= Aufgabenstellung =
Beantworten Sie anhand des folgenden Textes über den Ebikemotion-Antrieb diese Fragen:
(a) Welches Drehmoment wird für den Motor angegeben?
(b) Welcher Reifen wird als Serienreifen genannt?
(c) Welche Kapazität hat der Akku im Unterrohr?
-------- Angezeigter Text --------
Die Wirkung des kompakten Aggregats ist schon beim ersten Antritt spürbar. Zwar ist das Drehmoment mit 40 Nm nicht allzu hoch, doch beim Losfahren schiebt der Motor spürbar an, sodass man schnell in den Regelbereich kommt. Bei 25 km/h ändert sich gefühlt gar nichts – kein abruptes Auskoppeln, kein zähes Gefühl beim Pedalieren ohne Unterstützung. Dabei ist der Antrieb nahezu unhörbar.
In seinem Element ist das Ebikemotion-Aggregat natürlich, sobald es bergauf geht. Auf losem Schotter macht sich das reduzierte Drehmoment positiv bemerkbar, welches verhindert, dass das Hinterrad die Traktion verliert. Zumal das Testrad mit eher fein profilierten Kenda-Pneus ausgestattet ist, und auch der Serienreifen, ein Schwalbe G-One Allround, ist nicht allzu bissig.
Der Akku im Unterrohr muss notwendigerweise klein ausfallen und zeigt mit 250 Wattstunden eine genretypisch niedrige Kapazität. Doch am Gain versteht sich der Motor wirklich nur als Unterstützungsantrieb für bestimmte Fahrsituationen; das Bike ist so leichtfüßig, dass man in der Ebene auch unterhalb der 25 km/h locker ohne Motor fahren kann. An kurzen, kraftraubenden Stichen, wie sie im Gelände öfter zu fahren sind als auf der Straße, freut man sich dann am unmerklich einsetzenden, aber wirkungsvollen Schub. Auch bei Gravel-Touren mit Gepäck dürfte der Zusatzmotor hilfreich sein.
-------- Einträge --------
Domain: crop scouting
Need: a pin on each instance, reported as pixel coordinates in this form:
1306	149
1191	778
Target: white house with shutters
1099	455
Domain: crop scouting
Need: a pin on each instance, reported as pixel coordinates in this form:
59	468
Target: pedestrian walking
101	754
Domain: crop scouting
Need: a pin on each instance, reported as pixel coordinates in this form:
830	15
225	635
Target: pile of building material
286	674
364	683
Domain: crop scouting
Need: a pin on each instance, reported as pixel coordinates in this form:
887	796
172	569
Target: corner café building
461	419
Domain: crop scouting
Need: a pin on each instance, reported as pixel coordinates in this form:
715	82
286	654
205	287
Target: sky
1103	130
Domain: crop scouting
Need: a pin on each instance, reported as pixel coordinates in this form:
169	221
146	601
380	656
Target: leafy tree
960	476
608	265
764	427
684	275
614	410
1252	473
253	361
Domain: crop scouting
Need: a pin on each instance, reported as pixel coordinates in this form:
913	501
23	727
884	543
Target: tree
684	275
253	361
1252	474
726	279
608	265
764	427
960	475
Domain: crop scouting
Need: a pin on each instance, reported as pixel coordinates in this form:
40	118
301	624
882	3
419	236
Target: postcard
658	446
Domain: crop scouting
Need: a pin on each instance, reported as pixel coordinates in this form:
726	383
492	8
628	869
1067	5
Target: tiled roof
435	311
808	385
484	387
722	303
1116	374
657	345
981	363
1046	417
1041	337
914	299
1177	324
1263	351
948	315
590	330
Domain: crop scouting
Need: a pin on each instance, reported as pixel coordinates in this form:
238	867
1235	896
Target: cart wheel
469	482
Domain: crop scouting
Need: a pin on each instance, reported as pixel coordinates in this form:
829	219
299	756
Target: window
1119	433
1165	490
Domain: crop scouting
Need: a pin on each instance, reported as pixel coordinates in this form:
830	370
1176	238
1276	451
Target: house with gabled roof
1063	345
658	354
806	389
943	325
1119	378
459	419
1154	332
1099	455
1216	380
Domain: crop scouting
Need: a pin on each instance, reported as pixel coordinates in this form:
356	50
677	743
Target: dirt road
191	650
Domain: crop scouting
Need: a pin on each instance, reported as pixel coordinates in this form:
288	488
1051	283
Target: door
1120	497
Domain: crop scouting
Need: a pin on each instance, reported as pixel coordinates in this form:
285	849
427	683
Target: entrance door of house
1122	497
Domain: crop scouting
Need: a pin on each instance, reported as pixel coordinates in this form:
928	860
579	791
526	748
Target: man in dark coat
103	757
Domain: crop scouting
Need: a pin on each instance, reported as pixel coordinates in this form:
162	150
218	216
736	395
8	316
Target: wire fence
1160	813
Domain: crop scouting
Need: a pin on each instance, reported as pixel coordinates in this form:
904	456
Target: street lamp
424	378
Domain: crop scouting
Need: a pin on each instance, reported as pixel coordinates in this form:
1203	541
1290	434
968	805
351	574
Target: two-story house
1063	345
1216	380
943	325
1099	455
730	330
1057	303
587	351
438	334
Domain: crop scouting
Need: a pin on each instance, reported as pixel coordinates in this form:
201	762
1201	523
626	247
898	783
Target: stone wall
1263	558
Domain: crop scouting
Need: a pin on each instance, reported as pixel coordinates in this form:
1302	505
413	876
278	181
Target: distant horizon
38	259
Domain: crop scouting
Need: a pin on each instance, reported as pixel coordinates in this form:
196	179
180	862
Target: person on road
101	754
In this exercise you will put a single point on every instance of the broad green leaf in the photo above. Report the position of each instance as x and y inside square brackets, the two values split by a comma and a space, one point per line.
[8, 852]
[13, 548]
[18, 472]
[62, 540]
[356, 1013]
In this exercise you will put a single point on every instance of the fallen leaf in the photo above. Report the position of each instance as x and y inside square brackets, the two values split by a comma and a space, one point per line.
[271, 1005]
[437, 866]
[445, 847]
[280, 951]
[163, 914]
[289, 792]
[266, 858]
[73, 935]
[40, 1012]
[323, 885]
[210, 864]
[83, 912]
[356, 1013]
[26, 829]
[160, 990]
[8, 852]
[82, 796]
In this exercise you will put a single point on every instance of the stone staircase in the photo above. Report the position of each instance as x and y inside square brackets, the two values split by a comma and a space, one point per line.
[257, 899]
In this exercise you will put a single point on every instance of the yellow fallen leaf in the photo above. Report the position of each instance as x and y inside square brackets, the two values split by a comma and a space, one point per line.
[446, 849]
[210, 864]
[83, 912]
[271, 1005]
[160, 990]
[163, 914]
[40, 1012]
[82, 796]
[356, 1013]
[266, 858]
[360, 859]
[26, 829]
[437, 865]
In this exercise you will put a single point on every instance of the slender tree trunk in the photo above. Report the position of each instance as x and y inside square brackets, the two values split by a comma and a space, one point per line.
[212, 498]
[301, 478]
--------
= Ergebnis =
(a) 40 Nm
(b) Schwalbe G-One Allround
(c) 250 Wattstunden